Consignes -
Pouvez-vous recopier intégralement, sans la moindre modification, l'extrait sur l'audience de la Cour suprême américaine consacrée au climat ?

Extrait du texte -

* * * * *

Les juges de la Cour suprême américaine divisés lors d'une audience cruciale pour le climat

  • Ports et aéroports construits sur des terrains à la limite du niveau de la mer risquent d'être inondés. A 2°C de réchauffement, 338 aéroports seraient sous l'eau
  • Concrètement, le dossier trouve sa source dans un plan ambitieux adopté en 2015 par Barack Obama pour réduire les émissions de CO2

WASHINGTON: La Cour suprême des Etats-Unis a examiné lundi un dossier environnemental aux énormes enjeux, susceptible de compliquer la lutte du gouvernement de Joe Biden contre le réchauffement climatique. Les juges, qui devront rendre leur décision avant juin, sont apparus divisés sur la question. 


L'audience portait sur la capacité de l'Agence (fédérale) pour la protection de l'environnement (EPA) à réguler les émissions de gaz à effet de serre des centrales à charbon, qui produisent près de 20% de l'électricité aux Etats-Unis.


Cette mission est "exactement du ressort" de l'agence, a estimé la juge progressiste Sonia Sotomayor. Mais plusieurs juges conservateurs sont eux apparus sceptiques.

* * * * *

Données affichées -
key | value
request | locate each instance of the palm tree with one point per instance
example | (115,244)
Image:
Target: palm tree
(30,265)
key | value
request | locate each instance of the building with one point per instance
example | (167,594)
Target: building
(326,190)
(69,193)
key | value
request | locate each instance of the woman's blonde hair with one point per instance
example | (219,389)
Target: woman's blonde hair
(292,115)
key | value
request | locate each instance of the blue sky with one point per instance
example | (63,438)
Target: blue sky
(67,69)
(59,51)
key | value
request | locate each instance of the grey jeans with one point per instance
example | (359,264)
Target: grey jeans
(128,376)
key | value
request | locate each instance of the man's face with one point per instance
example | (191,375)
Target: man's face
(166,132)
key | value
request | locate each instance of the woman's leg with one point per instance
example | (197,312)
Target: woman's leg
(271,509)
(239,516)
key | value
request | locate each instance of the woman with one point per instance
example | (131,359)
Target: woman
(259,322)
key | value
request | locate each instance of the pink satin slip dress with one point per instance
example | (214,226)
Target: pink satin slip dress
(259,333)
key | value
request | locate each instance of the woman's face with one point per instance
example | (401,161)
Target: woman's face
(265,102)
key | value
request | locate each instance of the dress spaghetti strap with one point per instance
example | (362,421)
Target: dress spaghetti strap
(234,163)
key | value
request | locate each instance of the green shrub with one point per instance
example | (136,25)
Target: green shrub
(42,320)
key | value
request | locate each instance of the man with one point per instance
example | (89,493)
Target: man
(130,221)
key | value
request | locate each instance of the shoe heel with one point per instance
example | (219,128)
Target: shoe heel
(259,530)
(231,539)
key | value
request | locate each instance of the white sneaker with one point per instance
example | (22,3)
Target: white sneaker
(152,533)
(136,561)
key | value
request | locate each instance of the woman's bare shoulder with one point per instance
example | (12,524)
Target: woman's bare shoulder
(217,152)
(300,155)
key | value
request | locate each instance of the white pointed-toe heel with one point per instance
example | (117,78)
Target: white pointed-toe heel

* * * * *

Tâche réalisée -
Les juges de la Cour suprême américaine divisés lors d'une audience cruciale pour le climat

  • Ports et aéroports construits sur des terrains à la limite du niveau de la mer risquent d'être inondés. A 2°C de réchauffement, 338 aéroports seraient sous l'eau
  • Concrètement, le dossier trouve sa source dans un plan ambitieux adopté en 2015 par Barack Obama pour réduire les émissions de CO2

WASHINGTON: La Cour suprême des Etats-Unis a examiné lundi un dossier environnemental aux énormes enjeux, susceptible de compliquer la lutte du gouvernement de Joe Biden contre le réchauffement climatique. Les juges, qui devront rendre leur décision avant juin, sont apparus divisés sur la question. 


L'audience portait sur la capacité de l'Agence (fédérale) pour la protection de l'environnement (EPA) à réguler les émissions de gaz à effet de serre des centrales à charbon, qui produisent près de 20% de l'électricité aux Etats-Unis.


Cette mission est "exactement du ressort" de l'agence, a estimé la juge progressiste Sonia Sotomayor. Mais plusieurs juges conservateurs sont eux apparus sceptiques.